**STATED TASK**
Can you set down, word for word, the passage of the negotiations update memo between "TO:             CAAT Academic" and "regarding today’s events.", inclusive?

━━━ SOURCE DOCUMENT ━━━

TO:             CAAT Academic Local Presidents

FROM:       The Faculty Negotiating Team

DATE:        March 22, 2006

RE:              Negotiations Update

While most of the reporting we have seen has been very supportive, we have seen some misinformation on various media regarding today’s events.

Shortly after 4:00 p.m. on Wednesday March 22, the union asked management to agree to voluntary binding arbitration.  Management countered by proposing that faculty call off the strike while talks continued and that the union take another vote on management’s offer of settlement.  It was at this time that management also tabled a revised offer. Details are set out below.

At the same time, the union asked that the news blackout be lifted.

The Colleges Collective Bargaining Act allows the parties to agree to send all matters in dispute to arbitration. 

Within a half hour, management called us back. At that time, they rejected binding arbitration and proposed final offer selection, a very rarely used process.

To be clear, it was the union that proposed arbitration, not management.  Management has suggested that the union offered to end picketing.  The union did make that offer but only if management agreed to arbitration.  Management rejected that offer.

We announced our proposal at a press conference open to everyone.  Management called a press conference after ours but barred all faculty representatives from the room.  Seeing the news reports tonight, we have learned why. The management spokesperson accused team chair, Ted Montgomery, of personally creating the strike and of keeping students from their classes. It is unfortunate and regrettable that college representatives have turned to personal accusations.  As you know, the strike was supported by an 80% majority vote.  Ted has chaired the last three negotiating teams, each of which successfully negotiated a settlement without a strike.  The faculty negotiating team consists of seven elected members, each of whom contributes to achieve the demands set for bargaining by faculty, each of whom represents the over 9000 faculty members.  All decisions made by this team are made by consensus.  Every team member stands by all of the decisions we have made. Our processes are open, transparent, and democratic.  We have a very experienced and representative group of faculty on the team. 

Management wants the picket lines taken down and blames one individual. The management spokesperson asserts that Ted could and should “order its [the union’s] pickets down tonight. He should take down the pickets without condition.”  Continuation of the strike is entirely due to management’s refusal to accept binding arbitration.

━━━ DATA BLOCK ━━━

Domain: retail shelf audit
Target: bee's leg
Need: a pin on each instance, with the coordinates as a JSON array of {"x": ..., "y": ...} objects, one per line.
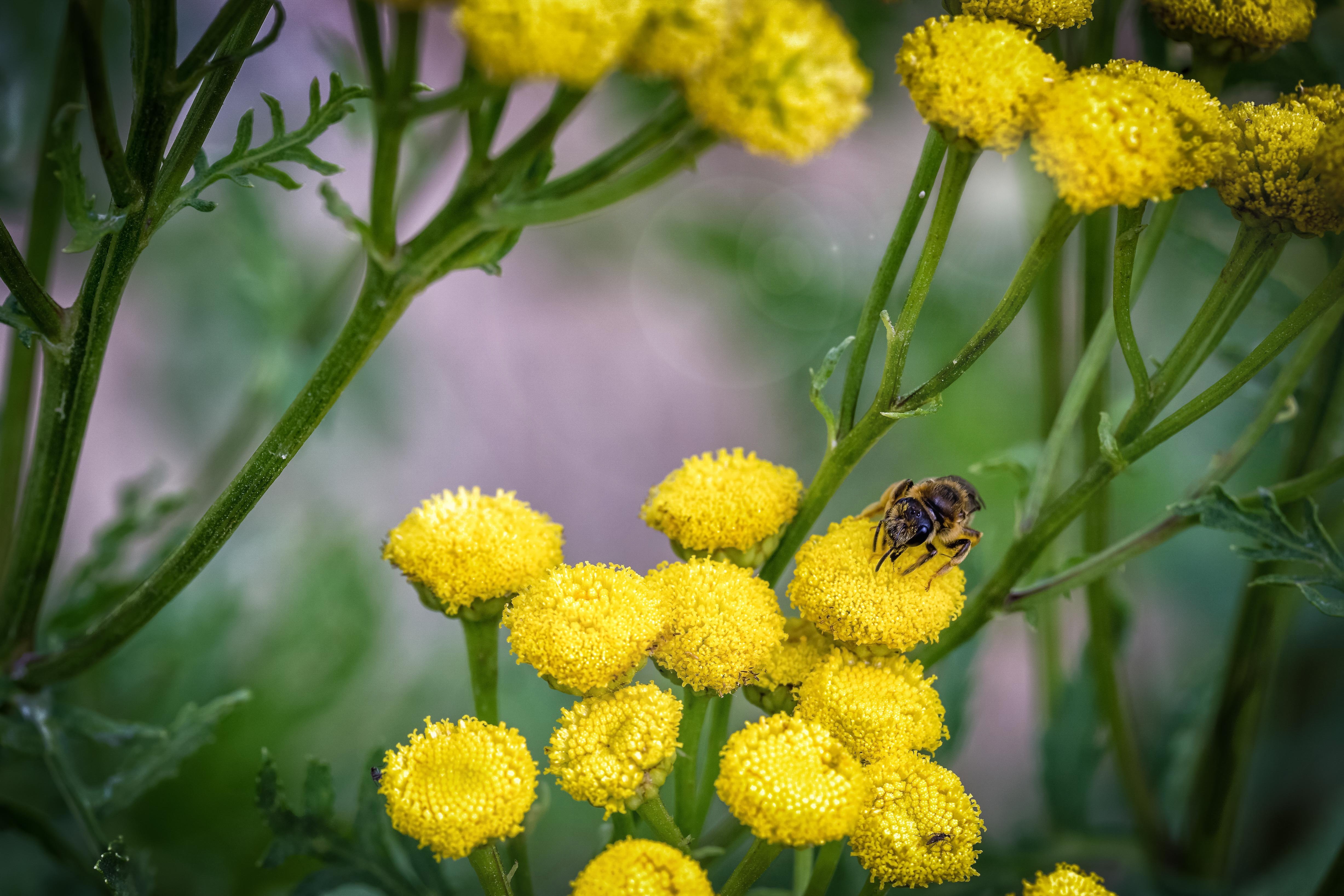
[{"x": 931, "y": 553}]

━━━

**FINISHED EXERCISE**
TO:             CAAT Academic Local Presidents

FROM:       The Faculty Negotiating Team

DATE:        March 22, 2006

RE:              Negotiations Update

While most of the reporting we have seen has been very supportive, we have seen some misinformation on various media regarding today’s events.